━━ GEGEVENS VOOR OPDRACHT
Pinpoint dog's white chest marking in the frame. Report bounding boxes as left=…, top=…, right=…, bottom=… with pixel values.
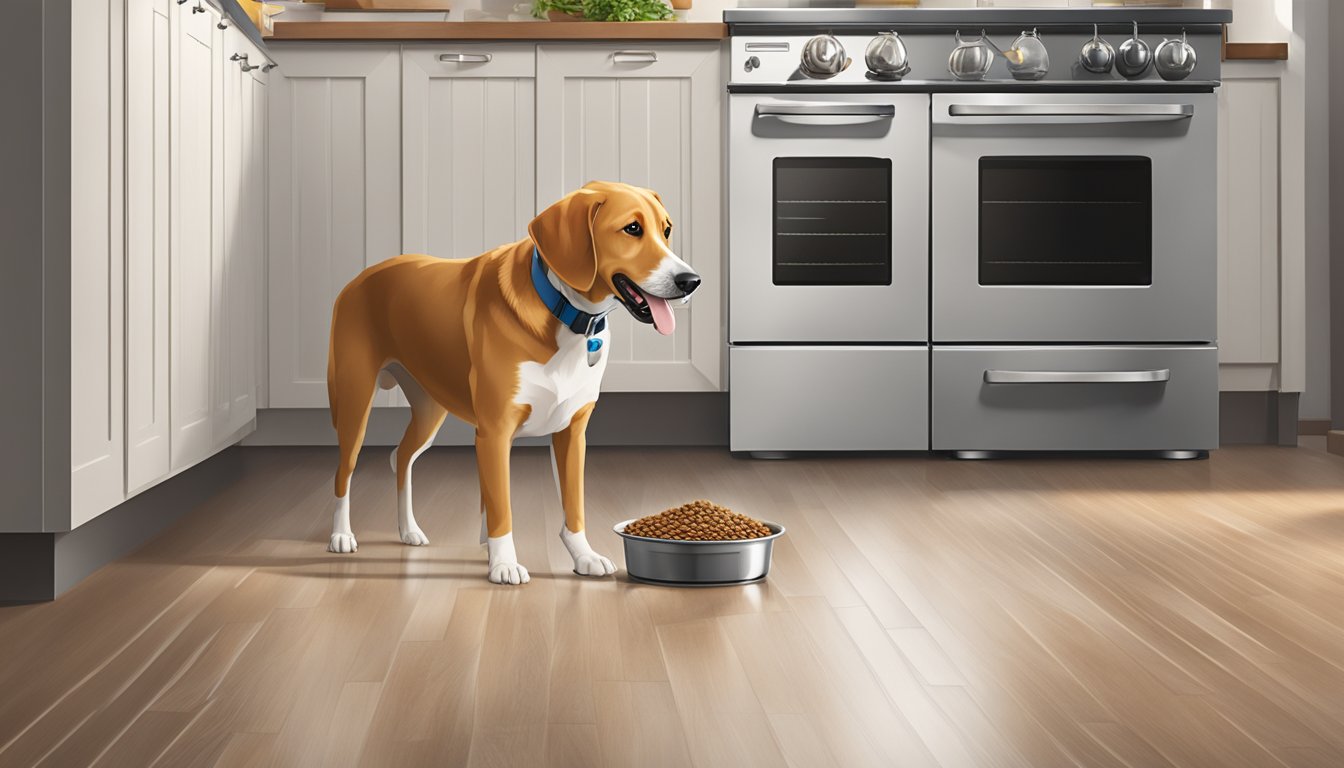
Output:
left=513, top=325, right=612, bottom=437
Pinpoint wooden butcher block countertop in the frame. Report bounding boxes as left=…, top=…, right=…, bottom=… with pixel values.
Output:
left=267, top=20, right=728, bottom=40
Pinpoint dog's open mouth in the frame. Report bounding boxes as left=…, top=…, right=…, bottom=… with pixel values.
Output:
left=612, top=273, right=676, bottom=336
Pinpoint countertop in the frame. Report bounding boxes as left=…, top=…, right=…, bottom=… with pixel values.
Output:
left=266, top=20, right=728, bottom=42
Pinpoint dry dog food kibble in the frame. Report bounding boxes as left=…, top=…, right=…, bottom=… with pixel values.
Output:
left=625, top=499, right=770, bottom=541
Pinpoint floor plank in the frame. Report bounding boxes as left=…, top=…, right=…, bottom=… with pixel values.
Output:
left=0, top=447, right=1344, bottom=768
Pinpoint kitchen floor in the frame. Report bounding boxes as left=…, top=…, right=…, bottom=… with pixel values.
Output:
left=0, top=447, right=1344, bottom=768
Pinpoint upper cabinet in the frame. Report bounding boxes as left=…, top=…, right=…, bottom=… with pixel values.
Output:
left=267, top=44, right=402, bottom=408
left=536, top=43, right=724, bottom=391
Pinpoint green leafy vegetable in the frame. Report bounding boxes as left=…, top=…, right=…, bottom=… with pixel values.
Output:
left=532, top=0, right=672, bottom=22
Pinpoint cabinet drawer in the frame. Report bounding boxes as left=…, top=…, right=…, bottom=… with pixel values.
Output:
left=538, top=42, right=722, bottom=78
left=402, top=43, right=536, bottom=78
left=933, top=346, right=1218, bottom=451
left=728, top=347, right=929, bottom=451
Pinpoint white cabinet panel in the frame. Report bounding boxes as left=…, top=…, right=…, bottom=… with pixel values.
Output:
left=536, top=43, right=724, bottom=391
left=169, top=0, right=223, bottom=471
left=125, top=0, right=172, bottom=492
left=1218, top=78, right=1279, bottom=363
left=267, top=46, right=402, bottom=408
left=402, top=44, right=536, bottom=258
left=68, top=0, right=125, bottom=527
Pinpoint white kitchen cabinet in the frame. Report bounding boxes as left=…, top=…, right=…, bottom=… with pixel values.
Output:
left=536, top=43, right=724, bottom=391
left=402, top=43, right=536, bottom=264
left=211, top=28, right=266, bottom=447
left=267, top=44, right=402, bottom=408
left=125, top=0, right=176, bottom=492
left=68, top=0, right=126, bottom=527
left=168, top=4, right=223, bottom=471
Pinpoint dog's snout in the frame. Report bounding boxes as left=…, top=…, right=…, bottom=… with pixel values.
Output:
left=672, top=272, right=700, bottom=296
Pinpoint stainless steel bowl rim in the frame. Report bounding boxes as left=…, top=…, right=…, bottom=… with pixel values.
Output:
left=612, top=518, right=785, bottom=543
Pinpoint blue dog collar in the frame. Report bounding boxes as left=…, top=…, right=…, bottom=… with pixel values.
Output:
left=532, top=246, right=606, bottom=337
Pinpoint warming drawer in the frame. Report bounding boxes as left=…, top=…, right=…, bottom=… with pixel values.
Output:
left=728, top=346, right=929, bottom=452
left=933, top=346, right=1218, bottom=451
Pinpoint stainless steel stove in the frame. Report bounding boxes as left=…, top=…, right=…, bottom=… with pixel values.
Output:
left=724, top=8, right=1231, bottom=457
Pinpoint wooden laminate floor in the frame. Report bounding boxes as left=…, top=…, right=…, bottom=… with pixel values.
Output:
left=0, top=447, right=1344, bottom=768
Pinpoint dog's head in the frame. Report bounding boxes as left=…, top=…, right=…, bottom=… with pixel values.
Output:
left=527, top=182, right=700, bottom=334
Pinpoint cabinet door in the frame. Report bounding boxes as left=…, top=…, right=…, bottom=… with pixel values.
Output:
left=169, top=0, right=223, bottom=471
left=214, top=28, right=261, bottom=448
left=125, top=0, right=175, bottom=492
left=68, top=0, right=126, bottom=529
left=267, top=44, right=402, bottom=408
left=536, top=43, right=724, bottom=391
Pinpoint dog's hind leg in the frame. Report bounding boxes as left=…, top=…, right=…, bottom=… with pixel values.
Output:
left=327, top=358, right=378, bottom=553
left=390, top=364, right=448, bottom=546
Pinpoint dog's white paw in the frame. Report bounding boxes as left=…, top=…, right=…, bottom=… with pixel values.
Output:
left=327, top=534, right=359, bottom=554
left=402, top=527, right=429, bottom=546
left=574, top=551, right=616, bottom=576
left=491, top=562, right=532, bottom=584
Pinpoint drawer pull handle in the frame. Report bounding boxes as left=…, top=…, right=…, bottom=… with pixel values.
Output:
left=612, top=51, right=659, bottom=65
left=438, top=54, right=495, bottom=65
left=985, top=369, right=1172, bottom=383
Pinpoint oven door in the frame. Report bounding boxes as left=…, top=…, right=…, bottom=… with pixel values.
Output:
left=728, top=94, right=929, bottom=343
left=933, top=93, right=1218, bottom=343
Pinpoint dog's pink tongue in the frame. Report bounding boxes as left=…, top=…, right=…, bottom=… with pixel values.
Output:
left=644, top=293, right=676, bottom=336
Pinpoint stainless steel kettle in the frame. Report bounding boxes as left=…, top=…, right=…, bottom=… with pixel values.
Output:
left=1078, top=24, right=1116, bottom=74
left=1003, top=30, right=1050, bottom=79
left=1116, top=22, right=1153, bottom=78
left=798, top=35, right=849, bottom=79
left=1153, top=30, right=1195, bottom=79
left=863, top=32, right=910, bottom=81
left=948, top=30, right=999, bottom=79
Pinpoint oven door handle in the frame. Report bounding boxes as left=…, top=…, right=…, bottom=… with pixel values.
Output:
left=948, top=104, right=1195, bottom=124
left=985, top=369, right=1172, bottom=383
left=755, top=104, right=896, bottom=125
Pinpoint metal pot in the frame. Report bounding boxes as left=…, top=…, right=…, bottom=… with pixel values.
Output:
left=798, top=35, right=849, bottom=79
left=1153, top=30, right=1195, bottom=79
left=1116, top=22, right=1153, bottom=78
left=1004, top=30, right=1050, bottom=79
left=948, top=30, right=997, bottom=79
left=863, top=32, right=910, bottom=79
left=1078, top=24, right=1116, bottom=74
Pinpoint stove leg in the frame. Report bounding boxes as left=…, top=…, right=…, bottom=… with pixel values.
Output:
left=952, top=451, right=995, bottom=461
left=1157, top=451, right=1208, bottom=461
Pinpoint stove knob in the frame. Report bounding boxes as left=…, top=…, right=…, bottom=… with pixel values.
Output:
left=798, top=35, right=849, bottom=79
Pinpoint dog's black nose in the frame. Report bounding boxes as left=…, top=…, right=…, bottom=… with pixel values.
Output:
left=672, top=272, right=700, bottom=296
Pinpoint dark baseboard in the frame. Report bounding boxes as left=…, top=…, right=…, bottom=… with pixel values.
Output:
left=1218, top=391, right=1298, bottom=445
left=243, top=391, right=728, bottom=447
left=1297, top=418, right=1331, bottom=436
left=0, top=448, right=242, bottom=603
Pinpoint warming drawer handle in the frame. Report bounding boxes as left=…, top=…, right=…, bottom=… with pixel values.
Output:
left=757, top=104, right=896, bottom=118
left=612, top=51, right=659, bottom=65
left=948, top=104, right=1195, bottom=122
left=985, top=369, right=1172, bottom=383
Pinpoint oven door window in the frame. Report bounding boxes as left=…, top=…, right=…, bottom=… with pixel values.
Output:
left=980, top=156, right=1153, bottom=285
left=773, top=157, right=891, bottom=285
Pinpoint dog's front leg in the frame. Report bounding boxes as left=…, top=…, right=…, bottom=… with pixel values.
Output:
left=476, top=430, right=532, bottom=584
left=551, top=402, right=616, bottom=576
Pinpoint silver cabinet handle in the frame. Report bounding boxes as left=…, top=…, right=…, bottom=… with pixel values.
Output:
left=757, top=104, right=896, bottom=117
left=438, top=54, right=495, bottom=65
left=985, top=369, right=1172, bottom=383
left=612, top=51, right=659, bottom=65
left=948, top=104, right=1195, bottom=122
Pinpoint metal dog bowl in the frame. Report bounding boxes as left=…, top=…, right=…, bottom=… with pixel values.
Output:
left=612, top=519, right=784, bottom=586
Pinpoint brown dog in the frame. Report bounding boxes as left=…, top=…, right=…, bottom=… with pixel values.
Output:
left=327, top=182, right=700, bottom=584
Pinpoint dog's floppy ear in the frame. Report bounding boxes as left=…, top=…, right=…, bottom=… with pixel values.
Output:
left=527, top=190, right=606, bottom=291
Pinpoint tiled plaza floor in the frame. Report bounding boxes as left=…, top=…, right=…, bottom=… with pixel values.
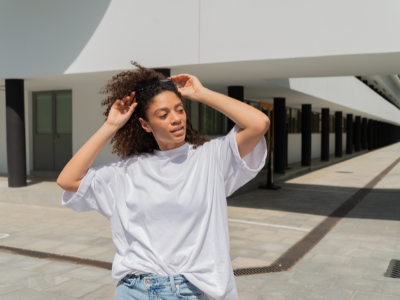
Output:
left=0, top=144, right=400, bottom=300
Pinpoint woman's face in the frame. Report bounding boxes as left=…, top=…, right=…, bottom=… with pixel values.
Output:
left=139, top=91, right=186, bottom=151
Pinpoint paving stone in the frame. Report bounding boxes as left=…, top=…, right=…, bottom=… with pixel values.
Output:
left=300, top=286, right=353, bottom=300
left=0, top=288, right=56, bottom=300
left=42, top=279, right=102, bottom=300
left=334, top=277, right=383, bottom=293
left=60, top=267, right=110, bottom=281
left=80, top=285, right=116, bottom=300
left=0, top=284, right=22, bottom=296
left=310, top=253, right=351, bottom=266
left=381, top=279, right=400, bottom=298
left=351, top=292, right=399, bottom=300
left=289, top=272, right=338, bottom=287
left=293, top=261, right=325, bottom=274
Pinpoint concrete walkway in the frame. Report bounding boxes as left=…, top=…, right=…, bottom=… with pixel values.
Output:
left=0, top=144, right=400, bottom=300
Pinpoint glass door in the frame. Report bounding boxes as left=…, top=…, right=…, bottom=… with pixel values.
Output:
left=33, top=91, right=72, bottom=171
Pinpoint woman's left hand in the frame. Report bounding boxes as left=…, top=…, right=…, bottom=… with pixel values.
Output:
left=170, top=74, right=204, bottom=101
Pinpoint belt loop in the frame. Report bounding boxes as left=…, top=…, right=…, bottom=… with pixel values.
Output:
left=169, top=275, right=176, bottom=293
━━━━
UW OPDRACHT >>
Neem de items letterlijk over, beginnend bij de eerste regel en stoppend na de regel die "left=266, top=20, right=728, bottom=42" bevat. Laat de afbeeldingen daarbij weg.

UITKOMST OEFENING >>
Pinpoint dog's white chest marking in the frame. Report bounding boxes as left=…, top=…, right=…, bottom=… with pixel values.
Output:
left=513, top=325, right=612, bottom=437
Pinpoint wooden butcher block countertop in the frame. Report bounding boxes as left=…, top=…, right=…, bottom=… with pixel values.
Output:
left=267, top=20, right=728, bottom=40
Pinpoint dog's open mouth in the frame. Report bounding boxes as left=…, top=…, right=…, bottom=… with pixel values.
Output:
left=612, top=273, right=676, bottom=336
Pinpoint countertop in the frame. Report bounding boxes as left=…, top=…, right=…, bottom=… with pixel values.
Output:
left=266, top=20, right=728, bottom=42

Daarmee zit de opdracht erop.